((
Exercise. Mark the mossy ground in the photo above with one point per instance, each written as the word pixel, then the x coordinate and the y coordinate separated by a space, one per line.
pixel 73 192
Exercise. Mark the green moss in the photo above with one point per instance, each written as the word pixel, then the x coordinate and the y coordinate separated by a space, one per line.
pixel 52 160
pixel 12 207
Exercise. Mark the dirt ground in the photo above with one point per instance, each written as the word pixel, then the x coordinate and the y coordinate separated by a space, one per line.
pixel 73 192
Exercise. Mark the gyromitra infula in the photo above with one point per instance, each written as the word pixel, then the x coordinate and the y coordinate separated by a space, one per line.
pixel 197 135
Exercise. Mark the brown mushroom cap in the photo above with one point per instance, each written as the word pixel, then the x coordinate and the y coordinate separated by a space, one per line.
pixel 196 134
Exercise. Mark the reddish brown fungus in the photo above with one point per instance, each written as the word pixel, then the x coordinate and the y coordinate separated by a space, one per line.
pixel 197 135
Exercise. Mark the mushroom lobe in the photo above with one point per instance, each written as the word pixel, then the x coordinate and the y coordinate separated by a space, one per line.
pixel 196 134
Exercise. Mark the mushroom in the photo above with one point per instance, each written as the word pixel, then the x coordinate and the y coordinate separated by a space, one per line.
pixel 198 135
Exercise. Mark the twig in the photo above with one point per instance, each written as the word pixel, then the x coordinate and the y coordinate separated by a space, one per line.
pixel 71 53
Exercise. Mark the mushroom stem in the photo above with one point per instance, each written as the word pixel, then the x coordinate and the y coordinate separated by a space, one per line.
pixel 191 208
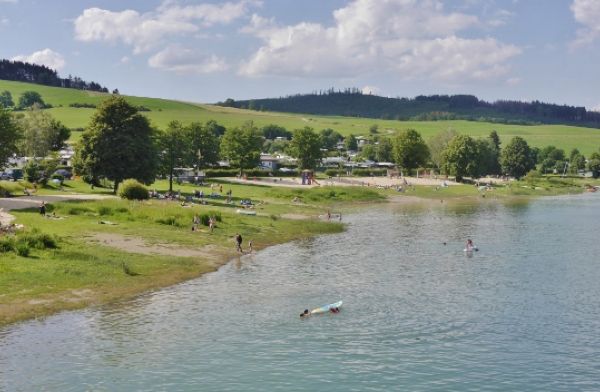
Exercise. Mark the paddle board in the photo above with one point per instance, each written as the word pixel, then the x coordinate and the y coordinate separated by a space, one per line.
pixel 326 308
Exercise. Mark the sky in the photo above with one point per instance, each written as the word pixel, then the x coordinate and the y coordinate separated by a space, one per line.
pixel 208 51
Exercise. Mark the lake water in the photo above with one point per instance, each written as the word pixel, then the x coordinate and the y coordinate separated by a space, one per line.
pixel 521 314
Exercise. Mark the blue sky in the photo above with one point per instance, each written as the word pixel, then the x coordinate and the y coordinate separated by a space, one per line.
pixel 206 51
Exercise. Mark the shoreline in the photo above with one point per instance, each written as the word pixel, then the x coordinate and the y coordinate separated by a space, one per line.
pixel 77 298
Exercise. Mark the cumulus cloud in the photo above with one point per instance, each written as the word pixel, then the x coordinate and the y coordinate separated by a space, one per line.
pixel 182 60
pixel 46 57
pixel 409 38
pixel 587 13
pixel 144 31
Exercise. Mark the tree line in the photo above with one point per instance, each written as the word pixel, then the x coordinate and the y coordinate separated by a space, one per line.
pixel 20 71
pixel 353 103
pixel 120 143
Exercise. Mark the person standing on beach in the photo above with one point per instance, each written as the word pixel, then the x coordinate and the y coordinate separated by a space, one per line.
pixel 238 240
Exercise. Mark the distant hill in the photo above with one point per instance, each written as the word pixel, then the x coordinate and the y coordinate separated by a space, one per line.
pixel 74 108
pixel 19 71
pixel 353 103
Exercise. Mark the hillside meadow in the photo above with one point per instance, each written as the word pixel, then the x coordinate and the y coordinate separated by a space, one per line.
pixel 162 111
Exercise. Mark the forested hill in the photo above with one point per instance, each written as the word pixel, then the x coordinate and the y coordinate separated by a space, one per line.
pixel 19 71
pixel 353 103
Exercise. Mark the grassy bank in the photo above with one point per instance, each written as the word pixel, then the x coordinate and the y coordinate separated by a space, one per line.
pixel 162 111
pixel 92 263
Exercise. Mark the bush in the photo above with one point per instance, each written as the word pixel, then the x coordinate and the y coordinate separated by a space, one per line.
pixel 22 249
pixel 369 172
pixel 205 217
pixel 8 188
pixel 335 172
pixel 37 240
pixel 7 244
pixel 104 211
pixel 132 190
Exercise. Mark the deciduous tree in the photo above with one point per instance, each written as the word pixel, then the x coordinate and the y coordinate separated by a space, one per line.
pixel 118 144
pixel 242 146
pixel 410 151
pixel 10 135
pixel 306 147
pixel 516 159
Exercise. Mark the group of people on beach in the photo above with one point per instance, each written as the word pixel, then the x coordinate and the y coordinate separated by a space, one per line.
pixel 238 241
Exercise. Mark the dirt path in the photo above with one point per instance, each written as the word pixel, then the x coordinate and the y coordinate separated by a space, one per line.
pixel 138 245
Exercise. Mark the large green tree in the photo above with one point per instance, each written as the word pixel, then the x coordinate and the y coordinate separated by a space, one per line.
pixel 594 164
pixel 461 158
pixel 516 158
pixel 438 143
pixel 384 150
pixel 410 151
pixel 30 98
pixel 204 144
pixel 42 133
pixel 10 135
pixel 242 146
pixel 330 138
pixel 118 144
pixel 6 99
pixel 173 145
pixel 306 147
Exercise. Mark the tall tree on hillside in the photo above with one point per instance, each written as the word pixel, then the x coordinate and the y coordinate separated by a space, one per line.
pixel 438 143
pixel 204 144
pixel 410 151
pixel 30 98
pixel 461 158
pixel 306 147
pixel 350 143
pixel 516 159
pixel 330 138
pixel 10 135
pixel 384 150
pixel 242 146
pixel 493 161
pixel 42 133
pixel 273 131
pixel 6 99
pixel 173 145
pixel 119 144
))
- Your goal
All of the entries above should be duplicated exactly, except for the pictures.

- Task response
Exercise. Mark the mossy ground in the photo above with one point per instance, each written as the word pixel, then the x coordinate and the y coordinate separated by a space, one per line.
pixel 73 192
Exercise. Mark the green moss in the photo above with one point per instance, each written as the word pixel, then the x coordinate and the y coordinate separated by a space, one per line.
pixel 52 160
pixel 12 207
Exercise. Mark the dirt ground in the photo above with one point per instance, each written as the word pixel, then the x coordinate and the y coordinate separated by a space, one per line.
pixel 73 192
Exercise. Mark the gyromitra infula in the photo above with one point per instance, each written as the word pixel, then the x coordinate and the y coordinate separated by a space, one per line.
pixel 197 135
Exercise. Mark the brown mushroom cap in the photo above with one point per instance, each written as the word pixel, then the x coordinate and the y coordinate separated by a space, one per line.
pixel 196 134
Exercise. Mark the reddish brown fungus in the photo above with one point per instance, each written as the word pixel, then the x coordinate and the y coordinate separated by a space, one per line.
pixel 197 135
Exercise. Mark the mushroom lobe in the photo above with one point per instance, each written as the word pixel, then the x coordinate and the y coordinate separated by a space, one per line.
pixel 196 134
Exercise. Mark the mushroom in the photo above with one point per instance, each written as the word pixel, then the x coordinate and the y coordinate separated by a space, one per line.
pixel 198 135
Exercise. Mark the twig in the photo above with one point per instance, each written as the word pixel, then the x coordinate and the y coordinate separated by a space, one per line.
pixel 71 53
Exercise. Mark the mushroom stem in the photo above with one point per instance, each written as the word pixel, then the x coordinate and the y coordinate separated by a space, one per line.
pixel 191 208
Exercise. Mark the paddle board in the photo above with one point per instance, each written as the word pixel, then the x coordinate and the y coordinate separated by a space, one per line.
pixel 326 308
Exercise. Mark the sky in the photo above with one point per instance, each written as the word pixel, then the x coordinate and the y coordinate separated by a space, one per line.
pixel 208 51
Exercise. Mark the lake water in the photo above with one point per instance, each written as the word pixel, then the x coordinate and the y coordinate separated by a space, one per line.
pixel 521 314
Exercise. Mark the blue sky in the photo above with one point per instance, each written as the word pixel, then the x coordinate and the y coordinate separated by a space, one per line.
pixel 206 51
Exercise. Mark the shoreline in the photo above with one point per instance, each written as the word pixel, then the x coordinate and the y coordinate separated by a space, one per line.
pixel 77 298
Exercise. Mark the cumulus cloud in the photo above with one point per instance, each written as the word pixel, then the x coordinate and the y coordinate separated by a space, one per line.
pixel 182 60
pixel 46 57
pixel 409 38
pixel 587 13
pixel 144 31
Exercise. Mark the tree line in the photo above with one point per instance, each written as the word pixel, then the x coordinate and the y coordinate separated by a space, one per line.
pixel 20 71
pixel 353 103
pixel 120 143
Exercise. Mark the person standing on beach in the photo above with one point per instance, each written as the word pixel, then the x coordinate and the y coordinate separated by a space, one per line.
pixel 238 240
Exercise. Mark the distant hill in the photo above with one point per instance, each written as the word pixel, then the x coordinate and the y coordinate separated by a space, one per line.
pixel 74 108
pixel 19 71
pixel 353 103
Exercise. Mark the hillside meadow in the photo above with one point per instance, each written as the word pixel, then the x coordinate and the y coordinate separated by a space, one per line.
pixel 162 111
Exercise. Mark the forested hill in the photo above with one point per instance, each written as the word pixel, then the x coordinate and the y coordinate separated by a space, one per line.
pixel 19 71
pixel 353 103
Exercise. Mark the grassy bank in the photo above with one point per instance, each written as the word pixel, then the x coordinate and the y coordinate separated by a space, one per line.
pixel 162 111
pixel 92 263
Exercise. Mark the bush in the photo above with one point per instance, each written as the word pixel, then the x coordinate and the y coordinate separated by a space, one per line.
pixel 22 249
pixel 369 172
pixel 205 217
pixel 8 188
pixel 335 172
pixel 37 240
pixel 7 244
pixel 104 211
pixel 132 190
Exercise. Mark the deciduous tree in the photo above with one point per instance, each written as the word pixel, then the x coordinate and the y coordinate separated by a space, one per line.
pixel 118 144
pixel 242 146
pixel 410 151
pixel 10 135
pixel 306 147
pixel 516 159
Exercise. Mark the group of people on beach in the photo above with one point per instance, each written as the word pixel, then the x coordinate and the y coordinate separated by a space, one per line.
pixel 238 241
Exercise. Mark the dirt path in the photo above with one point per instance, each written as the word pixel, then the x coordinate and the y coordinate separated by a space, one per line.
pixel 138 245
Exercise. Mark the large green tree in the photo above with one point per instance, each written as the word pixel, then the x coordinate and the y coordinate separated by a space, one per line.
pixel 594 164
pixel 461 158
pixel 516 158
pixel 438 143
pixel 384 150
pixel 410 151
pixel 30 98
pixel 204 144
pixel 42 133
pixel 10 135
pixel 242 146
pixel 330 138
pixel 118 144
pixel 6 99
pixel 173 145
pixel 306 147
Exercise. Mark the tall tree on hillside in the photo above with one point per instance, each written as the word pixel, then the x coordinate and the y coordinate separated by a space, one per line.
pixel 438 143
pixel 204 144
pixel 410 151
pixel 30 98
pixel 461 158
pixel 306 147
pixel 350 143
pixel 516 159
pixel 330 138
pixel 10 135
pixel 384 150
pixel 242 146
pixel 493 161
pixel 42 133
pixel 273 131
pixel 6 99
pixel 173 145
pixel 119 144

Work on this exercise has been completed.